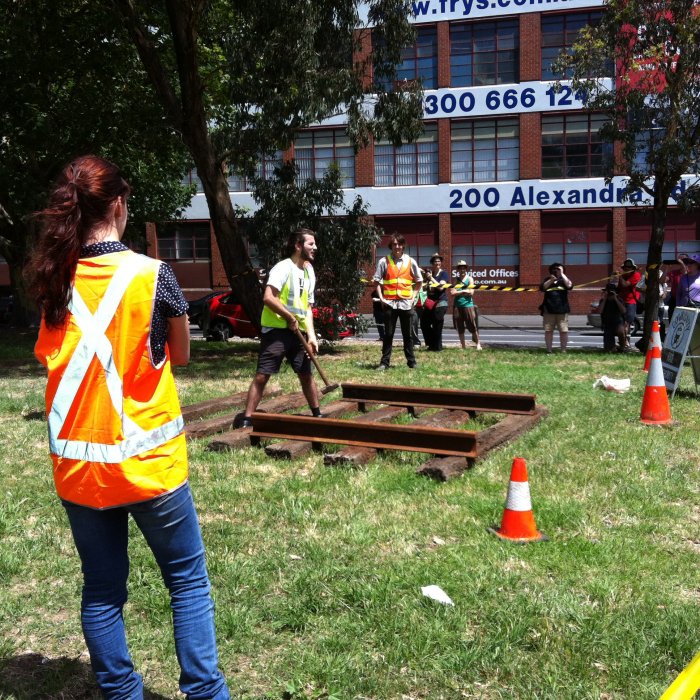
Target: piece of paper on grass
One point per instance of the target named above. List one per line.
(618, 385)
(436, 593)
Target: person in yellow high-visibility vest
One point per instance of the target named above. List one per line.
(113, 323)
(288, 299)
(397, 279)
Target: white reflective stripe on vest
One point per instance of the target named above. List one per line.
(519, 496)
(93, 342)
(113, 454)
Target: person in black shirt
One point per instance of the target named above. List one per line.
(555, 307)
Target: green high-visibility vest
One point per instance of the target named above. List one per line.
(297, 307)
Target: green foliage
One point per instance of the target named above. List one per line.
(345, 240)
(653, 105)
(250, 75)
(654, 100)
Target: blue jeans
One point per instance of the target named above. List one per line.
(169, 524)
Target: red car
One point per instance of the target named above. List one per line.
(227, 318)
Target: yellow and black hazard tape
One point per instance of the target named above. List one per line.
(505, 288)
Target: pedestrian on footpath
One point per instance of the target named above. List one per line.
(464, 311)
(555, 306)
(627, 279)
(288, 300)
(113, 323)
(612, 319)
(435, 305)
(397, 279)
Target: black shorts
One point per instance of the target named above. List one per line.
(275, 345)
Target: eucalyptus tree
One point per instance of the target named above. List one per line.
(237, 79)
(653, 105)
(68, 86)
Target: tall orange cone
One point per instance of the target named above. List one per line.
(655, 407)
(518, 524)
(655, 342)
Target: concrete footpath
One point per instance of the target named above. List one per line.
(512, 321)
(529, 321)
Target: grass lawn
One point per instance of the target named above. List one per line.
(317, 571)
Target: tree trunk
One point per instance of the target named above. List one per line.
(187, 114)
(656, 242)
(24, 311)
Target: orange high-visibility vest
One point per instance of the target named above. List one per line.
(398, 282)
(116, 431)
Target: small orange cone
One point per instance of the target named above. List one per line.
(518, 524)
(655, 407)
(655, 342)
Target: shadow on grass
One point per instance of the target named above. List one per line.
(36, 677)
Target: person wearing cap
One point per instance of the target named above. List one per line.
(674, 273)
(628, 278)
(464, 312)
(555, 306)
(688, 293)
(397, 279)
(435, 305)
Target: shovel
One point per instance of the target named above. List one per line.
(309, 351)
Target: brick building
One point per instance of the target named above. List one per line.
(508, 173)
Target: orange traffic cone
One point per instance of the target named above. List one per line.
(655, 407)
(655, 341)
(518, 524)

==

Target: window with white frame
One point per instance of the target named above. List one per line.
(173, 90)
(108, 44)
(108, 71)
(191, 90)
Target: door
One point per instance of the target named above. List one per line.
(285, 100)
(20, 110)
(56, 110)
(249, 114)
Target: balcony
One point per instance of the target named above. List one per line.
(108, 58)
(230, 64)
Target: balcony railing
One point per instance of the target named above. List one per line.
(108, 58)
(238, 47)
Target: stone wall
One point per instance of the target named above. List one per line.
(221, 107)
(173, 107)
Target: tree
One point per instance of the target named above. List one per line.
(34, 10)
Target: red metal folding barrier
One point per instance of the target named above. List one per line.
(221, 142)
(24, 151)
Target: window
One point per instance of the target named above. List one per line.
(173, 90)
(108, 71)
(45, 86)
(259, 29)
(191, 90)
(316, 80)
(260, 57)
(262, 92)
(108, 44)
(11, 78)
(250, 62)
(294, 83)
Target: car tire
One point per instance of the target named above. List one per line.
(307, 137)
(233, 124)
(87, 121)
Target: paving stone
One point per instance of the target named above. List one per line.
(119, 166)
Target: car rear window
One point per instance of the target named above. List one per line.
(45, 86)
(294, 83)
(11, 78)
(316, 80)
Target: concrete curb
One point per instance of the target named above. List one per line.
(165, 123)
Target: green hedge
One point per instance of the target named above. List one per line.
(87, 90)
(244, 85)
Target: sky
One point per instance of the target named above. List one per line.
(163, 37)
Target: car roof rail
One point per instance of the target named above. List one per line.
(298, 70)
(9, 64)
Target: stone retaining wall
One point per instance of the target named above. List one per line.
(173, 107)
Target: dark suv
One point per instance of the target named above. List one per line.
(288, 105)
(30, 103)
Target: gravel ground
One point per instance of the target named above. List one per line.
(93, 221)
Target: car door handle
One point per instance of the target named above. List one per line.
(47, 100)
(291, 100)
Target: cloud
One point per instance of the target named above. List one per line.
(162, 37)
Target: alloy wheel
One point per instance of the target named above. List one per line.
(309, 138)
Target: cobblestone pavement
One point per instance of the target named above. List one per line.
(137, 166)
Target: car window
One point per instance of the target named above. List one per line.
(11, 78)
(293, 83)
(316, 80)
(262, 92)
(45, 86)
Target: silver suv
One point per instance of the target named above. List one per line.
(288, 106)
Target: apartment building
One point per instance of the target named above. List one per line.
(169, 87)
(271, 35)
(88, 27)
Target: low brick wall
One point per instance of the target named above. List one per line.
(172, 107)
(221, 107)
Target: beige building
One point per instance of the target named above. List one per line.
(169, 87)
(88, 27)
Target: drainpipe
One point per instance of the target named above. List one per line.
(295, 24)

Directions — Copy out every line of the items above that contains the word "white". Treat uppercase and lowercase as distinct.

Correct result —
Target: white reflective stripe on vest
Target: window with white frame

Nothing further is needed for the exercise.